Nella filiera ittica aumentano gli occupati del 3,2%.
Nella movimentazione di merci e passeggeri via mare si registra un +1,6%, nelle attività sportive e ricreative un +1,2%, nelle attività di ricerca, regolamentazione e tutela ambientale un +0,9%.
Nell’industria delle estrazioni marine il numero di occupati si riduce del 5,2% e nella filiera della cantieristica dell’1,8%, mentre resta pressocchè stabile nei servizi di alloggio e ristorazione (-0,1%).
Nel 2021 il ruolo più significativo è quello delle attività di ricerca, regolamentazione e tutela ambientale, che racchiude il 28,7% della ricchezza complessiva prodotta dall’economia blu.
Da segnalare tuttavia come in un anno il contributo alla ricchezza di tale comparto sia diminuito di quasi tre punti percentuali. Tale riduzione è andata a beneficio, in primo luogo, dei servizi di alloggio e ristorazione che, con oltre 13 miliari di euro di ricchezza prodotta, contribuisce per il 25,3% al valore aggiunto del Sistema mare, registrando un incremento di quasi tre punti percentuali rispetto a quanto osservato nell’anno precedente.
Al terzo posto in termini di ricchezza prodotta si colloca l’attività di movimentazione merci e passeggeri via mare che genera il 19,9% del valore aggiunto della Blue Economy.
Chiudono il quadro la filiera cantieristica e le attività sportive e ricreative, la filiera ittica, e all’ultimo posto l’industria delle estrazioni marine.
Questi ultimi tre settori sono quelli che anche contribuiscono meno all’occupazione blu, mentre i servizi di alloggio e ristorazione continuano ad occupare, come nel 2020, il primo posto con il 38,8% degli occupati.
Dal punto di vista territoriale, la produzione del valore aggiunto del sistema imprenditoriale della Blue Economy riflette il diverso posizionamento geografico delle aree territoriali. Sono il Centro e il Mezzogiorno a sviluppare la maggiore ricchezza del settore. Il primo per oltre 16 miliardi di euro di valore aggiunto, contribuisce per il 31,1% all’intera ricchezza prodotta dall’economia del mare nel 2021, mentre il Mezzogiorno con oltre 15 miliardi di euro, contribuisce per quasi un altro terzo. Seguono i Nord-Ovest e il Nord-Est.

■ **RACCOLTA DI VOCI**:
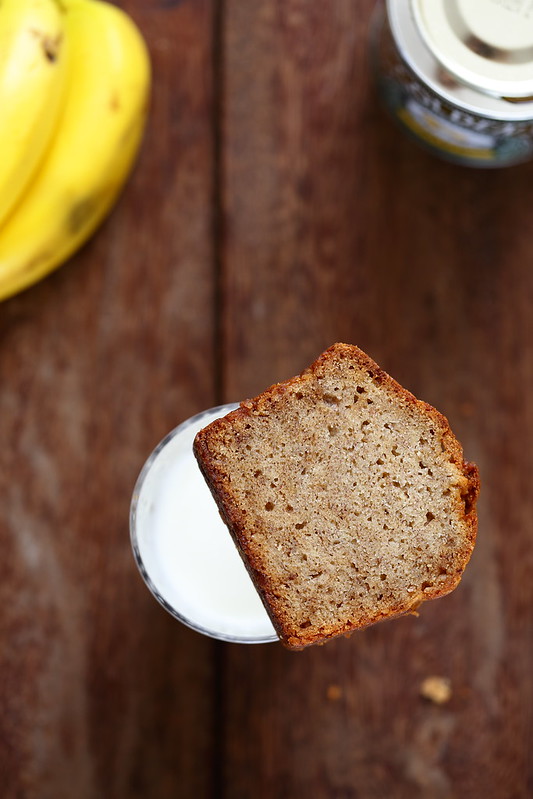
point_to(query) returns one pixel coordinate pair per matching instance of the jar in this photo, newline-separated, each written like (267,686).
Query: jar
(458,76)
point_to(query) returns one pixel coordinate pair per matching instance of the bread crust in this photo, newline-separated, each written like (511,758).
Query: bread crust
(215,438)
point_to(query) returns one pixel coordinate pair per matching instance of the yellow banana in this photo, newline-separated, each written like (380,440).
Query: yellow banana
(97,138)
(32,73)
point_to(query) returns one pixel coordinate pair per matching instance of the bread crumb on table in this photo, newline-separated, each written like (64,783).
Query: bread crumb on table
(436,689)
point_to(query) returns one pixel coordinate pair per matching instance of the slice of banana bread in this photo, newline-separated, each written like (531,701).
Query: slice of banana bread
(347,497)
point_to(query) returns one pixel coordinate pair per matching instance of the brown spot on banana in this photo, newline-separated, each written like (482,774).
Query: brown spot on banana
(50,45)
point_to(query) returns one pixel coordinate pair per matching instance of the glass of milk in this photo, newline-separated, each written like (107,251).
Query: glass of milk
(183,549)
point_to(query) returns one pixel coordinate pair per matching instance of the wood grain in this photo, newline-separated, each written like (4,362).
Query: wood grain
(337,228)
(97,364)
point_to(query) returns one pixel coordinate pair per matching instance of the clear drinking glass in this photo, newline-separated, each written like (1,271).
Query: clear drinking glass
(184,551)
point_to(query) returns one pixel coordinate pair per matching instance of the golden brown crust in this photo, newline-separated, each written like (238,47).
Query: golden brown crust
(227,434)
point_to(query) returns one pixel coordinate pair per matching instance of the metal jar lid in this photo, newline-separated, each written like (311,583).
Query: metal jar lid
(477,54)
(487,44)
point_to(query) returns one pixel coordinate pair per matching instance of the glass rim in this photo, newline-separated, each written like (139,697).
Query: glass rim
(134,539)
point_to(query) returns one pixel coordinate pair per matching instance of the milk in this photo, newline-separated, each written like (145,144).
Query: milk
(183,549)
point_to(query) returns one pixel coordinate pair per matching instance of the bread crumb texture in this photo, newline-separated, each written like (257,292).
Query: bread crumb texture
(437,689)
(347,497)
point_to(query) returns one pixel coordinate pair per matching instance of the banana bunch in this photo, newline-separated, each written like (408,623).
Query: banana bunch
(74,84)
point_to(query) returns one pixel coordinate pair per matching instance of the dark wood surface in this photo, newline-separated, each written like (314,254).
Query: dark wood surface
(274,210)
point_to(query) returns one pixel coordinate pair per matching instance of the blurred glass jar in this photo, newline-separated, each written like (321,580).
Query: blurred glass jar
(458,76)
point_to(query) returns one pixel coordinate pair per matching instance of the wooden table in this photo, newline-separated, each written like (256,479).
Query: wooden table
(274,210)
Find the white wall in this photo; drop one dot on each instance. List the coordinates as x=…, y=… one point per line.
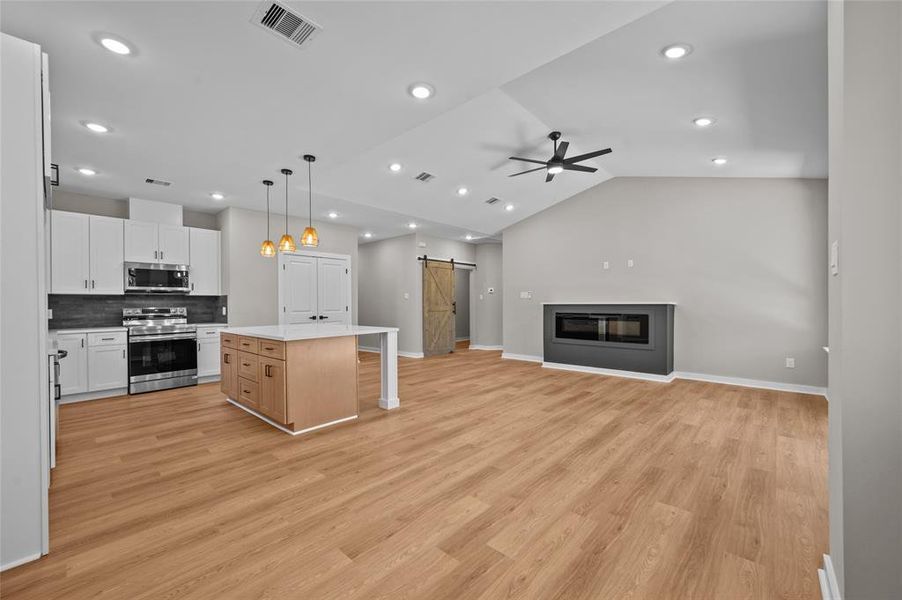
x=743, y=259
x=23, y=305
x=486, y=312
x=251, y=280
x=865, y=390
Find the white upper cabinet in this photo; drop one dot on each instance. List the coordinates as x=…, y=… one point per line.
x=86, y=254
x=173, y=244
x=204, y=273
x=106, y=255
x=141, y=242
x=69, y=267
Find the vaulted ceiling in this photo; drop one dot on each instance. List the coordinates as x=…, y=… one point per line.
x=211, y=102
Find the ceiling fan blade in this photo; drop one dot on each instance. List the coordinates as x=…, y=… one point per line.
x=582, y=157
x=579, y=168
x=538, y=162
x=529, y=171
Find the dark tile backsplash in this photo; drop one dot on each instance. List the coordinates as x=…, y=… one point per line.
x=71, y=311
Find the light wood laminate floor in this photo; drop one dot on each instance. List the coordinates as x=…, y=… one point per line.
x=495, y=479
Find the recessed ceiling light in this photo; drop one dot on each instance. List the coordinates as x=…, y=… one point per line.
x=675, y=51
x=115, y=46
x=421, y=91
x=97, y=127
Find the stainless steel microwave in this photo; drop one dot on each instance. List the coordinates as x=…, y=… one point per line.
x=154, y=278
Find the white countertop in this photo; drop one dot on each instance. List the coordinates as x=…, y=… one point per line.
x=290, y=333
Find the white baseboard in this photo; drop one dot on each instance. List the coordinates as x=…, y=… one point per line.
x=613, y=372
x=754, y=383
x=20, y=561
x=525, y=357
x=400, y=352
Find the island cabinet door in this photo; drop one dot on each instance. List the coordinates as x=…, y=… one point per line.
x=272, y=388
x=228, y=367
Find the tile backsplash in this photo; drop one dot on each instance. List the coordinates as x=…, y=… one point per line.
x=72, y=311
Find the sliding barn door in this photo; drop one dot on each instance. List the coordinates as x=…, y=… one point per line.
x=438, y=308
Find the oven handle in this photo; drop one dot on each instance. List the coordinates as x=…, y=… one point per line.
x=153, y=338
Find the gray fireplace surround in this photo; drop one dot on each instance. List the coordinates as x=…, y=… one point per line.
x=624, y=337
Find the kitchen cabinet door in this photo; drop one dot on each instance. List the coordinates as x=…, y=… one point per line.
x=107, y=368
x=204, y=261
x=174, y=245
x=106, y=255
x=73, y=368
x=271, y=387
x=141, y=241
x=69, y=256
x=333, y=284
x=228, y=378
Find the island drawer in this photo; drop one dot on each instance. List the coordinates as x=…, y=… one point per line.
x=247, y=365
x=272, y=349
x=247, y=392
x=247, y=344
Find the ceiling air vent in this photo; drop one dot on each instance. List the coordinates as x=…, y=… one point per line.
x=284, y=23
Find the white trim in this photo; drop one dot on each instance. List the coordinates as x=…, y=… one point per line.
x=282, y=427
x=84, y=397
x=525, y=357
x=20, y=561
x=613, y=372
x=754, y=383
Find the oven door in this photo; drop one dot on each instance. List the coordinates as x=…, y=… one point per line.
x=162, y=356
x=156, y=278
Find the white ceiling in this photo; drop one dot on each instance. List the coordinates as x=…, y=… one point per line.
x=213, y=103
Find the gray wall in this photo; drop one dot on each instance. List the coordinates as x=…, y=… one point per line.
x=486, y=311
x=865, y=388
x=251, y=281
x=742, y=259
x=113, y=207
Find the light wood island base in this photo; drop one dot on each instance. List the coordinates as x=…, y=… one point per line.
x=305, y=381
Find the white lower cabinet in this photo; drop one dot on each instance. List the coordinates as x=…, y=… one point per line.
x=208, y=351
x=107, y=368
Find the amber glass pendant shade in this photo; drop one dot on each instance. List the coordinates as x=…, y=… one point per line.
x=310, y=239
x=268, y=249
x=286, y=243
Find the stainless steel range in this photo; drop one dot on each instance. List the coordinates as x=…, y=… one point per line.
x=162, y=349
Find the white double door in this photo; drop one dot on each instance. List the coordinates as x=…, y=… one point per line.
x=314, y=289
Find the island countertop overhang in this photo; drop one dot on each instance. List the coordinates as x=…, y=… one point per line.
x=292, y=333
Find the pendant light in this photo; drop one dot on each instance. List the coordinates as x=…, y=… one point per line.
x=267, y=248
x=310, y=239
x=286, y=242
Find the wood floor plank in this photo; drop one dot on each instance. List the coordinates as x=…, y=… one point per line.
x=495, y=479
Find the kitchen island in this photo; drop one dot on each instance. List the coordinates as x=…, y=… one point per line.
x=301, y=378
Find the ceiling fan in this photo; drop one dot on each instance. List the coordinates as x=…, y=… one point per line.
x=558, y=162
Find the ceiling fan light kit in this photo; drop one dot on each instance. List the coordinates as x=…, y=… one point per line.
x=559, y=162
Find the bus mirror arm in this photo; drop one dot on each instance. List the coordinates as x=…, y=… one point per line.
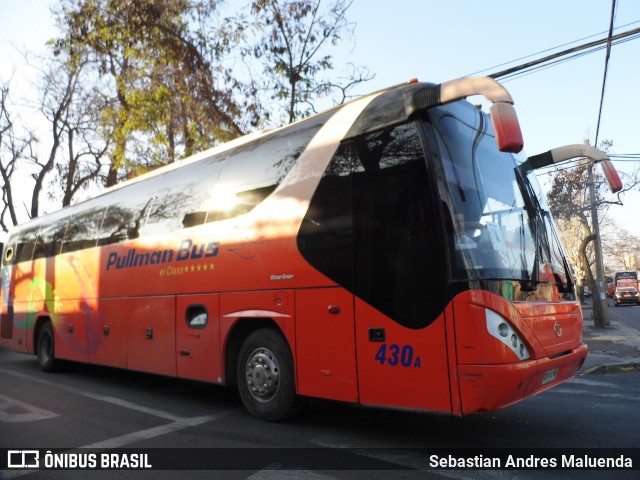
x=561, y=154
x=503, y=116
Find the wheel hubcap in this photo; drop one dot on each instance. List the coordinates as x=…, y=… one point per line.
x=262, y=375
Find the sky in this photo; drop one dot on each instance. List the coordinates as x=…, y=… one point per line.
x=437, y=41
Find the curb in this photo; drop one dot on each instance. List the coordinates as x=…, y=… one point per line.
x=612, y=368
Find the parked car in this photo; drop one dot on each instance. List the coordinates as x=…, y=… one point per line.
x=626, y=295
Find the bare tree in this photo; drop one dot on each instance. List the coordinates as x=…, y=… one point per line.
x=291, y=40
x=15, y=147
x=568, y=201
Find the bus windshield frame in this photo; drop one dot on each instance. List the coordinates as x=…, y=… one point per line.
x=497, y=220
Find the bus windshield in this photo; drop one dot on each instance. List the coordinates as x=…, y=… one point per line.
x=496, y=218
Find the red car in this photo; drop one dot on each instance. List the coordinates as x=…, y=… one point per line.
x=626, y=295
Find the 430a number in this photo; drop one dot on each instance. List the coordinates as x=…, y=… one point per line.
x=394, y=355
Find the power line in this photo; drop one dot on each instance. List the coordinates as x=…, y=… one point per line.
x=606, y=67
x=595, y=45
x=549, y=49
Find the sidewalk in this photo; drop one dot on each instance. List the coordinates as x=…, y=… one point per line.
x=611, y=349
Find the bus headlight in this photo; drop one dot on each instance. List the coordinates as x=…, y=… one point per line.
x=500, y=328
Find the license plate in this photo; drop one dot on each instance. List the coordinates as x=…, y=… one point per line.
x=550, y=376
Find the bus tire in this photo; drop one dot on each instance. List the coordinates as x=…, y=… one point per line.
x=46, y=348
x=265, y=376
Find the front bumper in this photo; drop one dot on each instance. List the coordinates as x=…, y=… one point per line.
x=484, y=388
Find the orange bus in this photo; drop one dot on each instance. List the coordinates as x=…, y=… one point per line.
x=391, y=252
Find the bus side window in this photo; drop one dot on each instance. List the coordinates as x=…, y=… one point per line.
x=373, y=209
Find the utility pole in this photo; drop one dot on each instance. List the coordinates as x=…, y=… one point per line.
x=600, y=295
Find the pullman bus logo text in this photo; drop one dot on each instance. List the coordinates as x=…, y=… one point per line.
x=186, y=251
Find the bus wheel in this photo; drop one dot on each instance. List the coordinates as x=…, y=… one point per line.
x=265, y=376
x=46, y=348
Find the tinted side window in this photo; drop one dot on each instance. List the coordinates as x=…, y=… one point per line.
x=384, y=243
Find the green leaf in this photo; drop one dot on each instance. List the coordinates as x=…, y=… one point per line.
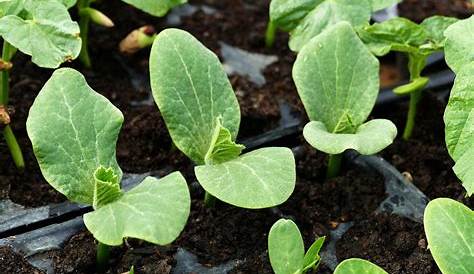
x=155, y=211
x=358, y=266
x=311, y=258
x=449, y=228
x=48, y=35
x=285, y=247
x=155, y=7
x=459, y=44
x=370, y=138
x=74, y=131
x=258, y=179
x=337, y=77
x=191, y=90
x=325, y=15
x=106, y=188
x=222, y=147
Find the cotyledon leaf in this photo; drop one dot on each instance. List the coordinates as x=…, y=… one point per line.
x=358, y=266
x=336, y=75
x=155, y=7
x=74, y=131
x=258, y=179
x=370, y=138
x=285, y=247
x=459, y=44
x=155, y=211
x=48, y=35
x=449, y=228
x=325, y=15
x=191, y=90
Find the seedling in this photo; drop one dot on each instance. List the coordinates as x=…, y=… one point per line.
x=337, y=79
x=74, y=132
x=305, y=19
x=286, y=249
x=87, y=14
x=41, y=29
x=449, y=228
x=202, y=114
x=417, y=41
x=358, y=266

■ **COSA FARE**:
[1] Trascrivi senza alcuna modifica il tratto del testo sull'economia del mare che va da "Nella movimentazione di" fino a "prodotta dall’economia blu.", estremi compresi.
[2] Prosegui il testo sull'economia del mare a partire dalla sua ultima frase.

■ **SOLUZIONI**:
[1]
Nella movimentazione di merci e passeggeri via mare si registra un +1,6%, nelle attività sportive e ricreative un +1,2%, nelle attività di ricerca, regolamentazione e tutela ambientale un +0,9%.
Nell’industria delle estrazioni marine il numero di occupati si riduce del 5,2% e nella filiera della cantieristica dell’1,8%, mentre resta pressocchè stabile nei servizi di alloggio e ristorazione (-0,1%).
Nel 2021 il ruolo più significativo è quello delle attività di ricerca, regolamentazione e tutela ambientale, che racchiude il 28,7% della ricchezza complessiva prodotta dall’economia blu.

[2]
Il Mezzogiorno e il Centro si contraddistinguono anche in riferimento ai dati sul mercato del lavoro.
Nonostante a livello di ripartizione territoriale il mezzogiorno e il Centro costituiscano le aree con i valori più elevati, sia in termini di valore aggiunto che di occupati, dal punto di vista regionale è la Liguria a ricoprire un ruolo di primo piano per incidenza sul totale dell’economia regionale sia per la ricchezza prodotta, sia per l’occupazione.
Al secondo posto il Lazio, a seguire il Friuli Venezia Giulia, la Campania, la Calabria, la Puglia, la Sicilia, le Marche, la Toscana.
Per incidenza di occupati Liguria, Lazio e Sardegna sono seguite da Sicilia, Marche, Campania.
Per quanto riguarda le province al primo posto spicca Trieste, seguono Livorno, La Spezia, Genova, Vibo Valentia, Rimini, Venezia, Sassari, Gorizia e infine Savona.
Sotto il profilo occupazionale al primo posto si colloca Genova, seguono Livorno e La Spezia.
Le imprese legate all’Economia del Mare
Sono oltre 228mila le imprese iscritte nei Registri delle Imprese delle Camere di commercio italiane che operano nell’economia del mare.
Di queste 206mila sono localizzate nelle zone costiere.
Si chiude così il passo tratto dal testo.